=== EXTRACT TO READ ===
** Start **
Generating a co-occurrance matrix in R on a LARGE

2019-09-12 05:13发布

问题:

I'm trying to create a co-occurrence matrix in R on a very large dataset (26M lines) that looks basically like this:

ID            Observation

11000             ficus
11112             cherry
11112             ficus
12223             juniper
12223             olive
12223             juniper
12223             ficus
12334             olive
12334             cherry
12334             olive
...             ...

And on for a long time. I want to consolidate the observations by ID and generate a co-occurance matrix of observations observed by observer ID. I managed this on a subset of the data but some of the stuff I did "manually" that it wouldn't be practical to do for the entire set. (see code below) I am resisting the urge to use loops because everyone tells me if you use a loop in R you're doing it wrong, but I'm not sure how else to achieve this.
** End **
=== GOALS ===
a. In the forum post on building a co-occurrence matrix in R, rewrite the passage from "And on for a" up to and including "to achieve this.", putting "sample" in place of "subset".
b. Quote the entries word for word from the line with "Target: television monitor" up to and including the line with "xmin=274 ymin=56 xmax=307 ymax=72".

=== RECORDS FOR THE EXERCISE ===
** Start **
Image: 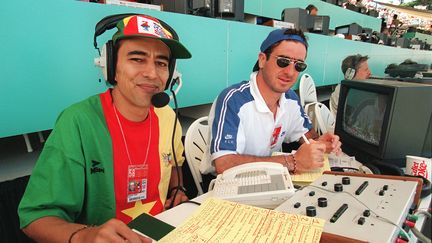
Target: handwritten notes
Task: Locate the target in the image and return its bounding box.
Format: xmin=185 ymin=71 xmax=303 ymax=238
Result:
xmin=158 ymin=198 xmax=325 ymax=243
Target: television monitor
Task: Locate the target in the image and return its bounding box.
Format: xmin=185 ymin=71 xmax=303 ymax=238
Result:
xmin=335 ymin=23 xmax=363 ymax=35
xmin=335 ymin=79 xmax=432 ymax=168
xmin=307 ymin=15 xmax=330 ymax=35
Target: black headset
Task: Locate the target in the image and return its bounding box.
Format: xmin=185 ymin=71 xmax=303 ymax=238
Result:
xmin=93 ymin=13 xmax=179 ymax=90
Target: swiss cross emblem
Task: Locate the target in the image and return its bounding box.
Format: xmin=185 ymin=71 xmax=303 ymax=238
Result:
xmin=270 ymin=126 xmax=282 ymax=147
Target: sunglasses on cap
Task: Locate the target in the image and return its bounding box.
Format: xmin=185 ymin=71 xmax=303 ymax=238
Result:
xmin=274 ymin=56 xmax=307 ymax=72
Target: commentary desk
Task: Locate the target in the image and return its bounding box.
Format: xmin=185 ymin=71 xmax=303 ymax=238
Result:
xmin=155 ymin=182 xmax=431 ymax=243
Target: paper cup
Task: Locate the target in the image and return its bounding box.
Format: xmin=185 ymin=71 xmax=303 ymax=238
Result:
xmin=406 ymin=155 xmax=432 ymax=181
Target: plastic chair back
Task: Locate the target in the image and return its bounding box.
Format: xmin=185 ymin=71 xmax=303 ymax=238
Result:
xmin=185 ymin=116 xmax=209 ymax=195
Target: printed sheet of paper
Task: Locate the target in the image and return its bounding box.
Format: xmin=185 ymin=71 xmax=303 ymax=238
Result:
xmin=158 ymin=198 xmax=325 ymax=243
xmin=272 ymin=150 xmax=330 ymax=184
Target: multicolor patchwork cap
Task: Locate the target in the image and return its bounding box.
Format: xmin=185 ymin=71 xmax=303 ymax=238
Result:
xmin=112 ymin=15 xmax=192 ymax=59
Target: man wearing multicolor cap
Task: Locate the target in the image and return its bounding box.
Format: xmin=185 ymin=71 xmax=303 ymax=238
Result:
xmin=208 ymin=29 xmax=341 ymax=173
xmin=18 ymin=15 xmax=191 ymax=242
** End **
=== SOLUTIONS TO THE TASKS ===
a.
And on for a long time. I want to consolidate the observations by ID and generate a co-occurance matrix of observations observed by observer ID. I managed this on a sample of the data but some of the stuff I did "manually" that it wouldn't be practical to do for the entire set. (see code below) I am resisting the urge to use loops because everyone tells me if you use a loop in R you're doing it wrong, but I'm not sure how else to achieve this.

b.
Target: television monitor
Task: Locate the target in the image and return its bounding box.
Format: xmin=185 ymin=71 xmax=303 ymax=238
Result:
xmin=335 ymin=23 xmax=363 ymax=35
xmin=335 ymin=79 xmax=432 ymax=168
xmin=307 ymin=15 xmax=330 ymax=35
Target: black headset
Task: Locate the target in the image and return its bounding box.
Format: xmin=185 ymin=71 xmax=303 ymax=238
Result:
xmin=93 ymin=13 xmax=179 ymax=90
Target: swiss cross emblem
Task: Locate the target in the image and return its bounding box.
Format: xmin=185 ymin=71 xmax=303 ymax=238
Result:
xmin=270 ymin=126 xmax=282 ymax=147
Target: sunglasses on cap
Task: Locate the target in the image and return its bounding box.
Format: xmin=185 ymin=71 xmax=303 ymax=238
Result:
xmin=274 ymin=56 xmax=307 ymax=72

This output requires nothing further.